**Data provided**
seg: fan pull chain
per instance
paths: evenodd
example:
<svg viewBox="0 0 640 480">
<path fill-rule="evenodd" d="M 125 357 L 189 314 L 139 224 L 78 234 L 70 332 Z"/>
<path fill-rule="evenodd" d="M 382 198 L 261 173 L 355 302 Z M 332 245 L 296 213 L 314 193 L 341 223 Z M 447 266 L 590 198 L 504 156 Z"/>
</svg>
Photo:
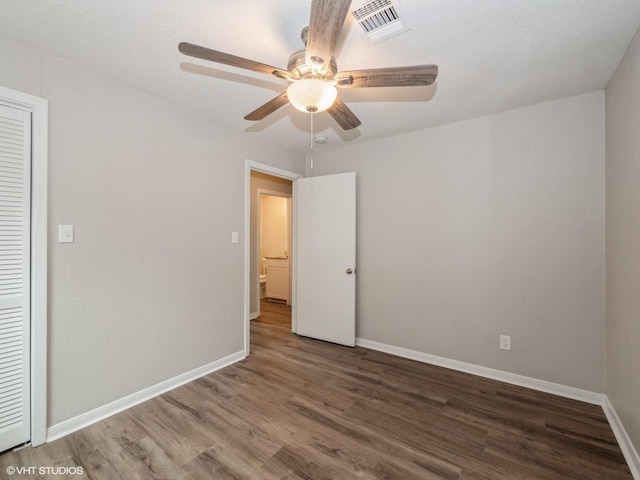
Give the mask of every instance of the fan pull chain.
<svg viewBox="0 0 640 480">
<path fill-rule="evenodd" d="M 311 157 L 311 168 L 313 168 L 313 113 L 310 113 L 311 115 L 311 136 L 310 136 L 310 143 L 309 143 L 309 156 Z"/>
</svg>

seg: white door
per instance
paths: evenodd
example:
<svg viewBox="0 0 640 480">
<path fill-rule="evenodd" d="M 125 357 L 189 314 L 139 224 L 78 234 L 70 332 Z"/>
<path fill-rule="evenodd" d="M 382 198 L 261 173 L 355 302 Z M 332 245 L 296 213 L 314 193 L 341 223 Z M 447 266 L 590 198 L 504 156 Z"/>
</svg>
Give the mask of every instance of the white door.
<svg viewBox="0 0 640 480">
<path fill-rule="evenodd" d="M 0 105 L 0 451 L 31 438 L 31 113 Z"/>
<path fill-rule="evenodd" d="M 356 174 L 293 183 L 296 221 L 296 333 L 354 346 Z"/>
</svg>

**Problem details**
The reply should repeat the listing above exactly and contain no pictures.

**Answer box**
seg: fan pull chain
per instance
paths: evenodd
example:
<svg viewBox="0 0 640 480">
<path fill-rule="evenodd" d="M 125 357 L 189 314 L 139 224 L 78 234 L 70 332 Z"/>
<path fill-rule="evenodd" d="M 382 198 L 261 173 L 355 302 Z M 332 245 L 296 213 L 314 193 L 341 223 Z M 447 266 L 590 198 L 504 156 Z"/>
</svg>
Photo:
Give the mask of every instance of the fan pull chain.
<svg viewBox="0 0 640 480">
<path fill-rule="evenodd" d="M 311 157 L 311 168 L 313 168 L 313 113 L 310 113 L 311 115 L 311 136 L 310 136 L 310 143 L 309 143 L 309 156 Z"/>
</svg>

seg: white door
per instance
paths: evenodd
example:
<svg viewBox="0 0 640 480">
<path fill-rule="evenodd" d="M 125 357 L 189 314 L 139 224 L 78 234 L 70 332 Z"/>
<path fill-rule="evenodd" d="M 382 198 L 261 173 L 355 302 Z M 332 245 L 296 213 L 314 193 L 341 223 Z M 447 266 L 590 198 L 504 156 Z"/>
</svg>
Give the mask of every instance of the white door.
<svg viewBox="0 0 640 480">
<path fill-rule="evenodd" d="M 0 105 L 0 451 L 31 438 L 31 113 Z"/>
<path fill-rule="evenodd" d="M 356 174 L 293 183 L 296 221 L 296 333 L 354 346 Z"/>
</svg>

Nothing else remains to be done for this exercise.